• GOAL
Please count the lines in the rows below that contain the string "juniper", and give only that number.

• PROVIDED RECORDS
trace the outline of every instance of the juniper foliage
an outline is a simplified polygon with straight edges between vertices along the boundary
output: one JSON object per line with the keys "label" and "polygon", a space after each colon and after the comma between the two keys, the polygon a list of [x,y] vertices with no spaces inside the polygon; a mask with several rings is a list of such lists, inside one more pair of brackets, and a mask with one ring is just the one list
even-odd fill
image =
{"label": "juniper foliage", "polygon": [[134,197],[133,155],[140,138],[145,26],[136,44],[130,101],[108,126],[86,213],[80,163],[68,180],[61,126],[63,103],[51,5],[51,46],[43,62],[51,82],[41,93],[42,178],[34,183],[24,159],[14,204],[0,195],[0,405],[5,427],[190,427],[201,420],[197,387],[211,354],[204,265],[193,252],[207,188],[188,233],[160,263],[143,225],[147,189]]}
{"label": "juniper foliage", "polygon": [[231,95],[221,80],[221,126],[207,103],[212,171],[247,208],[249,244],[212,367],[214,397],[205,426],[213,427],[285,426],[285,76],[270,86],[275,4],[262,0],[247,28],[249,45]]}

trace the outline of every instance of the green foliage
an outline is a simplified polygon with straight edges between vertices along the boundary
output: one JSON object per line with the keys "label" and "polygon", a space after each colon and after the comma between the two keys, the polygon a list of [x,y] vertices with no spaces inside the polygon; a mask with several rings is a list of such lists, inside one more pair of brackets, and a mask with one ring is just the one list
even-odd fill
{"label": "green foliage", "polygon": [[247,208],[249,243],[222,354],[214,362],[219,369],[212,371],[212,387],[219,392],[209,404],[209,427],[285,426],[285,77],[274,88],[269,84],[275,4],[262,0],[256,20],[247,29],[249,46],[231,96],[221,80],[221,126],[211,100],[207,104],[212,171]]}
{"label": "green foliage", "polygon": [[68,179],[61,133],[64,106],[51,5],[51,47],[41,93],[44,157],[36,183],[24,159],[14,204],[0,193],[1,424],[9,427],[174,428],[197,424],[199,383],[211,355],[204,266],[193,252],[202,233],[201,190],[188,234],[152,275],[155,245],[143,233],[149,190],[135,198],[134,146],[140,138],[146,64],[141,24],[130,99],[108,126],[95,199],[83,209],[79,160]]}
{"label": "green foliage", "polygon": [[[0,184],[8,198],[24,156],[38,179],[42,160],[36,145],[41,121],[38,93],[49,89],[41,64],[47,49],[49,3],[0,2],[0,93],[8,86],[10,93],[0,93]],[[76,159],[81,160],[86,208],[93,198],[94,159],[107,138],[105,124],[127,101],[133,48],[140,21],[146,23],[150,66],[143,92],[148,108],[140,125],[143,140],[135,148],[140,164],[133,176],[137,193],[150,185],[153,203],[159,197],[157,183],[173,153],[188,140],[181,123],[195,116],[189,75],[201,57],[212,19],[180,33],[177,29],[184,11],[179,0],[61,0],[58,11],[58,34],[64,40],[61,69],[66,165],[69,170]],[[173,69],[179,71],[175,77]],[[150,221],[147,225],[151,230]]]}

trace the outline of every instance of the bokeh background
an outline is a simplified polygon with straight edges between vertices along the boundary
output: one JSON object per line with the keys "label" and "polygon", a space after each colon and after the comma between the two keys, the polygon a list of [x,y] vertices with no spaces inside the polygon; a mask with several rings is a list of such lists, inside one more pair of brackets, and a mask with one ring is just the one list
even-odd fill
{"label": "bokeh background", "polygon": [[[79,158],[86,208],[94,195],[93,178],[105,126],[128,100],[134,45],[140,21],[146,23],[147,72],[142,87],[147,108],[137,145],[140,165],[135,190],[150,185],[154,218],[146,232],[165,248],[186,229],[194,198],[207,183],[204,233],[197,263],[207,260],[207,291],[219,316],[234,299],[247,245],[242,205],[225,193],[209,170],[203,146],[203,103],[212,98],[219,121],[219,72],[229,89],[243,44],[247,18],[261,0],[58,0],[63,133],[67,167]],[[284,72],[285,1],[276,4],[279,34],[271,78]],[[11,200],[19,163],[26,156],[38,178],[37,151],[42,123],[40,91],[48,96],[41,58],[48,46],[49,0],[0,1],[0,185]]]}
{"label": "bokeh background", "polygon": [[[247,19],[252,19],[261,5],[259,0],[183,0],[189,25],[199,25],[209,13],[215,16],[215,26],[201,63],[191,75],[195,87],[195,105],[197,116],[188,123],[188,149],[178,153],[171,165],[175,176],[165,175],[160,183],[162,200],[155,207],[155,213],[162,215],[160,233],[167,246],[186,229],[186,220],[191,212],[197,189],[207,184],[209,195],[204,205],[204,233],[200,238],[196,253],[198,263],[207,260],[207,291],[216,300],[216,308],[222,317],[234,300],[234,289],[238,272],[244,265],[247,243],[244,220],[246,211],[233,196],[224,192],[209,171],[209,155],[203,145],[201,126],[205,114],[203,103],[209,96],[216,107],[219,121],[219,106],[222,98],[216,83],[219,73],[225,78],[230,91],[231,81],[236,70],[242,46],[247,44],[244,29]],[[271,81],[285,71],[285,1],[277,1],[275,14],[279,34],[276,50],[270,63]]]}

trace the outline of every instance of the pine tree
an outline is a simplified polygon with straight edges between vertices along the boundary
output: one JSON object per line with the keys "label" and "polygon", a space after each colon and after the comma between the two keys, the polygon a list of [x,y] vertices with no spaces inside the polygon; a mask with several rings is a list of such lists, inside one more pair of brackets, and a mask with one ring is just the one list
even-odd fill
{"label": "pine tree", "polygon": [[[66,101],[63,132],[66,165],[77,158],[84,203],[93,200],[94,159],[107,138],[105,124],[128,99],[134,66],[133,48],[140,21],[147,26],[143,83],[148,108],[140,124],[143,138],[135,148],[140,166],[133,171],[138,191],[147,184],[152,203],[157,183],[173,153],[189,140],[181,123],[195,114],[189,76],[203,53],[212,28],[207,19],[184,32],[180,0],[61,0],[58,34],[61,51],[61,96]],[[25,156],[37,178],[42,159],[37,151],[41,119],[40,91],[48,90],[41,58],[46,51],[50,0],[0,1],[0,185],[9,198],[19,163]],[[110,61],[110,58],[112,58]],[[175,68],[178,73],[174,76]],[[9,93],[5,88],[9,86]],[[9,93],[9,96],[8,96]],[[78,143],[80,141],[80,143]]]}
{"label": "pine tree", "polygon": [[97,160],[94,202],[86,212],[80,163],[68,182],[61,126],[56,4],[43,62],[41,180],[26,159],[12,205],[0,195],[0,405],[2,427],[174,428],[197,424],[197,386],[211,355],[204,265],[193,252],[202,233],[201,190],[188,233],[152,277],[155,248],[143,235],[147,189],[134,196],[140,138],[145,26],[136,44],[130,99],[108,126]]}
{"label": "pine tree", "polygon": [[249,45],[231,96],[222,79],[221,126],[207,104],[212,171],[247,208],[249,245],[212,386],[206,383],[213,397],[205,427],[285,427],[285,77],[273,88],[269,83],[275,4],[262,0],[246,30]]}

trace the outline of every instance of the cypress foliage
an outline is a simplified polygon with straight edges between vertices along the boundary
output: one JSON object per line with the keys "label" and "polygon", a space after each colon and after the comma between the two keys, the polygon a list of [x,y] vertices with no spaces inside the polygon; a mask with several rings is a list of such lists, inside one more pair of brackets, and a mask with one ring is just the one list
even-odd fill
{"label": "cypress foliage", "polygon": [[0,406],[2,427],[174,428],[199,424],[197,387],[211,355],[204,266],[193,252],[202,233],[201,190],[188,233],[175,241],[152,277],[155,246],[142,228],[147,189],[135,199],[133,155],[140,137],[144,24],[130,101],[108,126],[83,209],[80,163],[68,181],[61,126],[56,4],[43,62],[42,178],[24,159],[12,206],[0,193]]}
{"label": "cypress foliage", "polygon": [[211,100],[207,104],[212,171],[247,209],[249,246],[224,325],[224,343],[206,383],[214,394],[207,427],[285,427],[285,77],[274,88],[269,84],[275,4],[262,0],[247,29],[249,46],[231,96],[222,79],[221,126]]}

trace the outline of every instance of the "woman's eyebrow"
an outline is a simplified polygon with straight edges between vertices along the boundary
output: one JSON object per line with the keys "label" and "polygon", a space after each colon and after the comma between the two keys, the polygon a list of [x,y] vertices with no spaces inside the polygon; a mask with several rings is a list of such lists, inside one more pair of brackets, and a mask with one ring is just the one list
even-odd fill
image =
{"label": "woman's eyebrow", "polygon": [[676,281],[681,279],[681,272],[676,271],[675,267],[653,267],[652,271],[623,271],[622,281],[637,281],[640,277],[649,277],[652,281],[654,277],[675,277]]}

---

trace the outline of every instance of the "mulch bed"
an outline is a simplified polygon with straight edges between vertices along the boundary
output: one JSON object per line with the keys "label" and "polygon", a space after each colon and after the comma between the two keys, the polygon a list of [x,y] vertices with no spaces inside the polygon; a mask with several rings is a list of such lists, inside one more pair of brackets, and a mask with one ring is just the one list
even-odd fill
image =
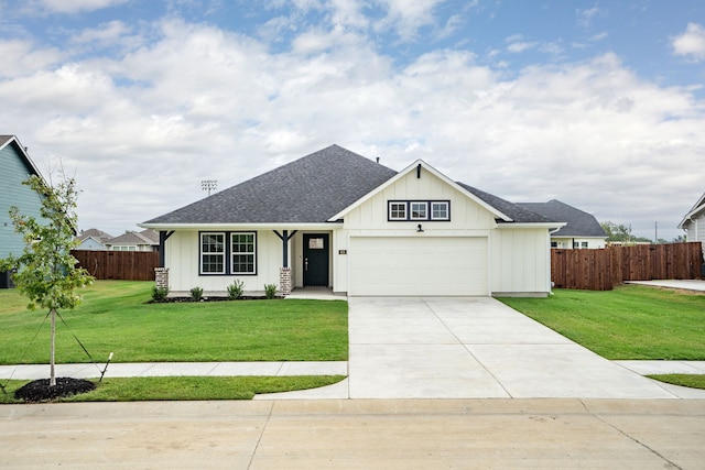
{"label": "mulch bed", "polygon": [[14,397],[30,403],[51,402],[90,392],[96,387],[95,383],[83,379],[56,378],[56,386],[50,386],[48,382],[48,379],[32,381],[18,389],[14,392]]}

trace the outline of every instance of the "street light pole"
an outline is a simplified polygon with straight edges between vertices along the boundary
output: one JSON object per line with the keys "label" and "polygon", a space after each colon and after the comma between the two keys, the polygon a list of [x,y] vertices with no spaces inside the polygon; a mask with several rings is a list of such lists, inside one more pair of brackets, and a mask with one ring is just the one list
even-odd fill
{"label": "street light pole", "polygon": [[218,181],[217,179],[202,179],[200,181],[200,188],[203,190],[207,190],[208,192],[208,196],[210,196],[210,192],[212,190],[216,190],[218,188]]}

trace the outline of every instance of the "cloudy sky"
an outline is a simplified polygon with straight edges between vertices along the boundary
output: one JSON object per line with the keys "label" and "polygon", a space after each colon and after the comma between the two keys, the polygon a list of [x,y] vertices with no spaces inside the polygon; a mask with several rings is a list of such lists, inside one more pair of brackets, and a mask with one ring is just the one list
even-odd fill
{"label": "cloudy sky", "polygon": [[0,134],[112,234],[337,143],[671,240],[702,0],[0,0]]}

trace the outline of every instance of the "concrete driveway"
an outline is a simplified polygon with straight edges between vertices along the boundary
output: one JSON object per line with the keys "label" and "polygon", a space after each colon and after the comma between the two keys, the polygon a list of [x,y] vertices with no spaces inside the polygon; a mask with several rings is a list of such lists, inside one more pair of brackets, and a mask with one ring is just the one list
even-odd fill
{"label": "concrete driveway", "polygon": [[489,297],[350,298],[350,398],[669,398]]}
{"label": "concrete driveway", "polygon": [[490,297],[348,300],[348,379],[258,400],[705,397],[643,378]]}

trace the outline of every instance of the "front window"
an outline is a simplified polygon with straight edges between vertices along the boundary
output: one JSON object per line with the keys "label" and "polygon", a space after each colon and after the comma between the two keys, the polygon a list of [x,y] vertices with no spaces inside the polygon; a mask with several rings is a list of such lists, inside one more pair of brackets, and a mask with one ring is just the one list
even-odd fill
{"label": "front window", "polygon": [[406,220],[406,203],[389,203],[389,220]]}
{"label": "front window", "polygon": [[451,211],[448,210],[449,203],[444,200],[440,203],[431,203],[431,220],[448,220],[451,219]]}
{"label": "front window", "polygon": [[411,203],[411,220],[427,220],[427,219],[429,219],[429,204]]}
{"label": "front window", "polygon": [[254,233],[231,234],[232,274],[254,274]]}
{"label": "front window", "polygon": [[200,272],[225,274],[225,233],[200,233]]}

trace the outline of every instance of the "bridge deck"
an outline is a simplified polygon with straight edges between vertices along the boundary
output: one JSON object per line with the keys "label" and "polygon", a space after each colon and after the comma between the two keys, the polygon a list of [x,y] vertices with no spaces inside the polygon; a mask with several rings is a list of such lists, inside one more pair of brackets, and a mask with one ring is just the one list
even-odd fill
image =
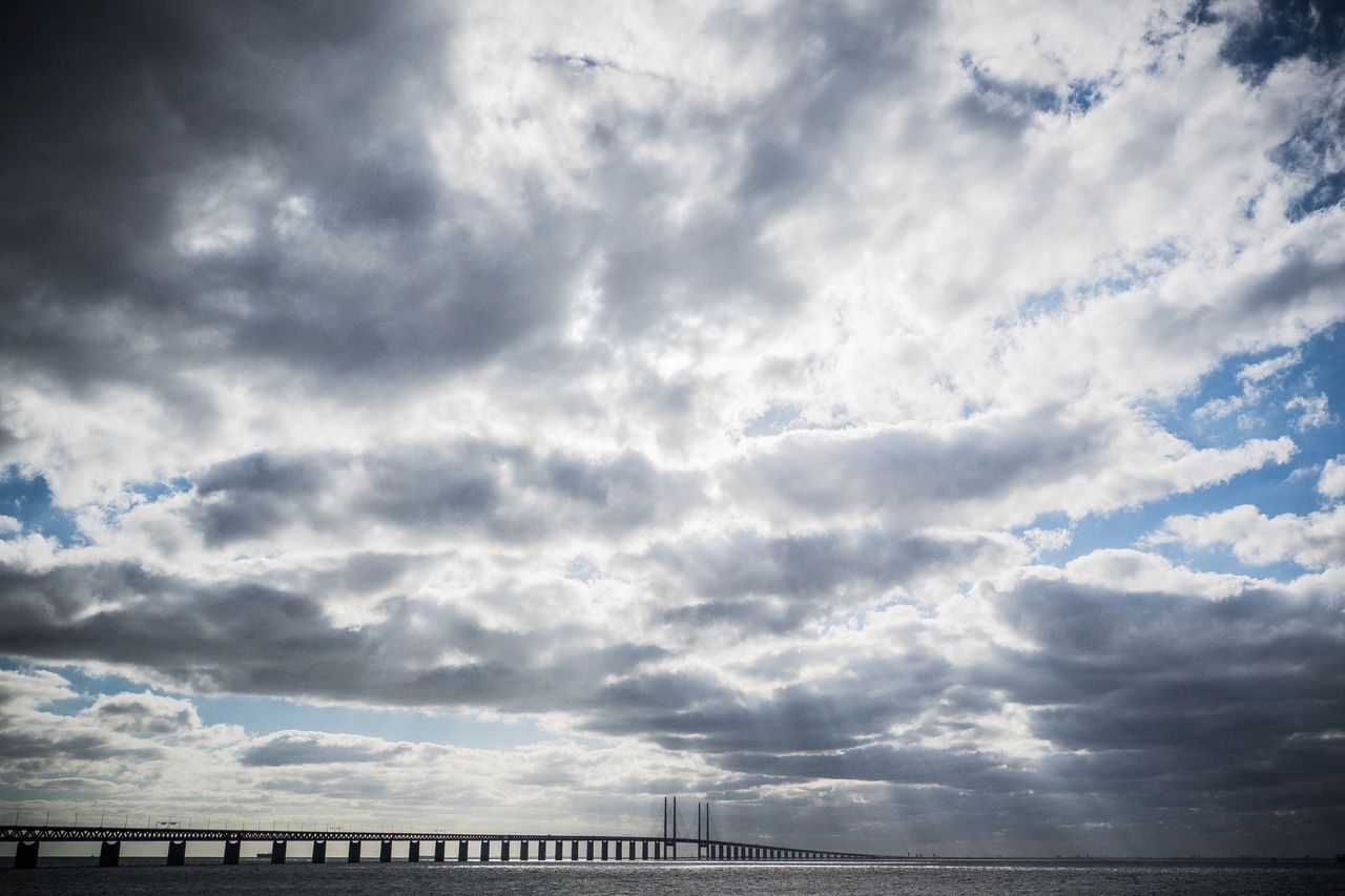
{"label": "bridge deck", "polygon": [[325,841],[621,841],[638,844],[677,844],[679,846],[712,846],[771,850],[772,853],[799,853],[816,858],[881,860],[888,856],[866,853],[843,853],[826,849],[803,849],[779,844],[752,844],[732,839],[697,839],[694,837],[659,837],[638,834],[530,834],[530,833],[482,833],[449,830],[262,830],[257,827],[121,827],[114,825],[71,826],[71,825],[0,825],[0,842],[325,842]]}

* * *

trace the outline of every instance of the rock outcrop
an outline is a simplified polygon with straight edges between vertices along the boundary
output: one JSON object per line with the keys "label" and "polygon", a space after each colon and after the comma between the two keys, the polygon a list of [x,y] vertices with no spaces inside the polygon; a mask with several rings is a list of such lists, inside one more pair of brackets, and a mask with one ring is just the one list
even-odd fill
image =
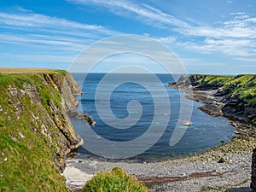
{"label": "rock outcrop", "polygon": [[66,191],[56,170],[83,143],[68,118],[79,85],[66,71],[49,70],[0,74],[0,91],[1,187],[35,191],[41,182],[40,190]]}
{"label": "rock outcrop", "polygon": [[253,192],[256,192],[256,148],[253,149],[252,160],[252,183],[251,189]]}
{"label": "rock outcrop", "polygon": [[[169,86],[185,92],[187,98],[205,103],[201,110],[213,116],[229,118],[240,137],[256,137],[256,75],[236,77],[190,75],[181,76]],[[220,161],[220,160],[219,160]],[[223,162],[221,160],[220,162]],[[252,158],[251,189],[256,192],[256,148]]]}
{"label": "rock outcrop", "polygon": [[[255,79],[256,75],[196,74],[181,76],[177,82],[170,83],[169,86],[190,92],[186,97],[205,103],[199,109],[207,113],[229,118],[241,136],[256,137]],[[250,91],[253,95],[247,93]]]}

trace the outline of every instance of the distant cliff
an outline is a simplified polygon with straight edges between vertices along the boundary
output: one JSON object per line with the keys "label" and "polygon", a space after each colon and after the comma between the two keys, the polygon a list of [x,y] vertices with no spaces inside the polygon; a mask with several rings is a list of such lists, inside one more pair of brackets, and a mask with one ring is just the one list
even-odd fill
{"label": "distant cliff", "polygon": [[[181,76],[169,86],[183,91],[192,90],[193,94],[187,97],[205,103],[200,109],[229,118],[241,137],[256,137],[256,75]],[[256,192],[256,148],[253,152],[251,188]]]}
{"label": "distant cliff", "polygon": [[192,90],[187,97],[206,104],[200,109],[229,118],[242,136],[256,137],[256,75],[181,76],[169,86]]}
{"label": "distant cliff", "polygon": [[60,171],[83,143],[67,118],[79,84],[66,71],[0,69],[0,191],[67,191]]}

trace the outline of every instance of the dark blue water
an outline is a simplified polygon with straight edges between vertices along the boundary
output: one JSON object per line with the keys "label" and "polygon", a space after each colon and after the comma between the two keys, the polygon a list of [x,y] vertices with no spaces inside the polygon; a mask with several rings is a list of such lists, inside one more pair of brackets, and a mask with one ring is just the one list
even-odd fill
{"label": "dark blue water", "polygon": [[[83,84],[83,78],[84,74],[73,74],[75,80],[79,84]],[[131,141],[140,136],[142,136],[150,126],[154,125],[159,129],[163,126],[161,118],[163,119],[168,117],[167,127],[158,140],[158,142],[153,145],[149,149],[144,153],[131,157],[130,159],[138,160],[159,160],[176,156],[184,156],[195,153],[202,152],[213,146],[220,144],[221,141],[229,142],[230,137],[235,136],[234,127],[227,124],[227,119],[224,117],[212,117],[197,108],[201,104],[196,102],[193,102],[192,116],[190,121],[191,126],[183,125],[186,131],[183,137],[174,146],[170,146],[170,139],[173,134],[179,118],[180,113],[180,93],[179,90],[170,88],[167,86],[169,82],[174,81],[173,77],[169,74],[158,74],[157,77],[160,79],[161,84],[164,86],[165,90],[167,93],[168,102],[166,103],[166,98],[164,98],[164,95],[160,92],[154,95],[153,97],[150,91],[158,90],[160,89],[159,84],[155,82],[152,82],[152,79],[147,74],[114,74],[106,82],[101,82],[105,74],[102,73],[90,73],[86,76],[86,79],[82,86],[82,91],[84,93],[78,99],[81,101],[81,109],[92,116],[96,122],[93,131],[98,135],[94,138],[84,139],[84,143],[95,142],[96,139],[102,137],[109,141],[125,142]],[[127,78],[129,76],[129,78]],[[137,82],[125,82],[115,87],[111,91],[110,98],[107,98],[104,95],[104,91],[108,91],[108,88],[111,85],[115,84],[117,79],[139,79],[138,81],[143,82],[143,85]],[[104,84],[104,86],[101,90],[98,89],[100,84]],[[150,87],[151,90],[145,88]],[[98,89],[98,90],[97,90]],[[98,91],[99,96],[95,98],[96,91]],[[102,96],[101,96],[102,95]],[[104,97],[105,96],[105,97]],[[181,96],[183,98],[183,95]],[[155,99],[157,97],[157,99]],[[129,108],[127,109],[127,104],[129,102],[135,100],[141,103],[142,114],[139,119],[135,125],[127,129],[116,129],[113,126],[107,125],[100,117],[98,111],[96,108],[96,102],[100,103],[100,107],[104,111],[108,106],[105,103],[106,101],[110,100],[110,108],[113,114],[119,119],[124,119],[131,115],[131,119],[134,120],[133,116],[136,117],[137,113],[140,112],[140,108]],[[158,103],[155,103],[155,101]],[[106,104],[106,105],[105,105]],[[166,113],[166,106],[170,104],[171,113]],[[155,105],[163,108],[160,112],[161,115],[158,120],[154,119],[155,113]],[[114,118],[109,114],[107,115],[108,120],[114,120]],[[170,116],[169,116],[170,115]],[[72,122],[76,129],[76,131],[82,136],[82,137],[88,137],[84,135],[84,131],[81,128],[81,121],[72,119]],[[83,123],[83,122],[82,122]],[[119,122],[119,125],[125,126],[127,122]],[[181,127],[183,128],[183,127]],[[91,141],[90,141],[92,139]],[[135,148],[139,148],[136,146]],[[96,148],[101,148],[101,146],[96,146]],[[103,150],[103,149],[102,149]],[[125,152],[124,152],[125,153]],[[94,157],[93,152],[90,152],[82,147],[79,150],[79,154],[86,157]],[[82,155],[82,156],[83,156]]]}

• FULL ANSWER
3